If I to write what I felt and what
happened in the three daurahs (inside out) this will be such a long long post.
But Iwant to mention a moment that I had in one of the daurahs. The moment when
akak let go of my hand to leave the circle. I felt something that I'd never
felt before as reality hit me. Empty. Scared. Anxious. The reality that we are
going to be the one who responsible for the perjuangan yang telah dilakukan
oleh manusia2 yg sebelumnya. And unlike in other daurahs, I'd blanked and
almost had nothing to complaint. Usually, complaint jugaklah at least dalam
hati, tapi kali ni rasa mcm atas angin. Maybe sbb duk fikir pasal exam hari
isnin yg buatkan hati and akal rasa 'okay okay'
tanpa banyak bantahan.
Hasilnya, itulah daurah yg paling tak
buat aku berfikir. Ada baiknya jadi rebellious at least reflect banyak benda
. Yg membawa kepada
emotional and feeling down yg overdose sampai orang malaysia pun telefon US.

» Exercises:
**A.** Return each line of the listing that contains the string "train".
**B.** Continue the post about the three daurahs, picking up after its final sentence.

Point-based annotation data
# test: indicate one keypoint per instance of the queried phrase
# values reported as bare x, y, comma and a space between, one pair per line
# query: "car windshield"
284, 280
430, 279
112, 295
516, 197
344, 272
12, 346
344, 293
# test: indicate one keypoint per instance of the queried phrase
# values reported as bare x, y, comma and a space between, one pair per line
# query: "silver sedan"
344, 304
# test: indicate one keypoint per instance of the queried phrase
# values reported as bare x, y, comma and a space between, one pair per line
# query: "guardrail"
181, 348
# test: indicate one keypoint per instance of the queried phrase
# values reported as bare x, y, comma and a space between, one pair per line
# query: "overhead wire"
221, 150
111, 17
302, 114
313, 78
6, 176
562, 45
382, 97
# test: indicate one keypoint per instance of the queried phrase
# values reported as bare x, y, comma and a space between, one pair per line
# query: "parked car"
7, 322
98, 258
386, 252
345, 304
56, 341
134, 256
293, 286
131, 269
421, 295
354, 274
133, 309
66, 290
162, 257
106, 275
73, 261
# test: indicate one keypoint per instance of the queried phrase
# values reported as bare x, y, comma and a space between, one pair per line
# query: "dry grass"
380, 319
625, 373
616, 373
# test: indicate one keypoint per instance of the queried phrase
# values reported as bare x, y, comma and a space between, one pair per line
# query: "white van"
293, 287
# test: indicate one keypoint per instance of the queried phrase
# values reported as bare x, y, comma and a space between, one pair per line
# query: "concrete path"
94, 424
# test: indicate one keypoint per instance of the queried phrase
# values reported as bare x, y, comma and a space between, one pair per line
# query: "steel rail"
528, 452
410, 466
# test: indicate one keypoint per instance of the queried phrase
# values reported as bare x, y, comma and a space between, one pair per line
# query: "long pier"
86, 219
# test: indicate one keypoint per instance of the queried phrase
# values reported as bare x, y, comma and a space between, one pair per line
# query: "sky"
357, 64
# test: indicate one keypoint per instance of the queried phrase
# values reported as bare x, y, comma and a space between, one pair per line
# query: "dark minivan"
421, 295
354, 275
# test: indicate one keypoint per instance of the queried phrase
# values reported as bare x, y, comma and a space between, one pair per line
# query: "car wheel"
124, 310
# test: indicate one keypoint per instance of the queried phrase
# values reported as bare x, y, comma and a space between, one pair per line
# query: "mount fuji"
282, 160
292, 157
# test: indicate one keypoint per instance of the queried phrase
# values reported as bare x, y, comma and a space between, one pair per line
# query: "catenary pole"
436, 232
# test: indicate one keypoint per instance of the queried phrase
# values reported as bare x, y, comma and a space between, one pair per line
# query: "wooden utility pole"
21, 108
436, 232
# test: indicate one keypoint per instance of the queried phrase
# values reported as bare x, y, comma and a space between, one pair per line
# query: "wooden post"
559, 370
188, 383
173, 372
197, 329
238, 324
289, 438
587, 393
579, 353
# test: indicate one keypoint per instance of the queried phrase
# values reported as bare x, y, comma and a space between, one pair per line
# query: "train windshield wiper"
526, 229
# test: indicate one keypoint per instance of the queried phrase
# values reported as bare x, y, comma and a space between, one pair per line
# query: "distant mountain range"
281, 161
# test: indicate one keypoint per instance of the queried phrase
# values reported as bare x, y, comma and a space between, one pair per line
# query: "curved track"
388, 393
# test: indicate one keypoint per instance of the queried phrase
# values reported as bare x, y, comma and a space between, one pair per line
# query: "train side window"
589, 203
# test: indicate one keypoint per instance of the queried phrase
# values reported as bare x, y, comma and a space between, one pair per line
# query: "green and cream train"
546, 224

» Expected answers:
**A.**
# query: "train windshield wiper"
# query: "train side window"
# query: "green and cream train"

**B.**
-.-
Dan sebab tahu and
rasa yg takde siapa boleh tolong melainkan diri sendiri, I decided to handle it
by myself. Walaupun agak destructive tapi dah tiba masa to take control over my
life without depending on others. I still need people but sometimes it's better
to handle it by myself. I took a long walk with headphone on then read "La
Tahzan". I feel enlighten after such a long time. A feeling that I had not
feel for a long time. I really wanted to do it again, alone.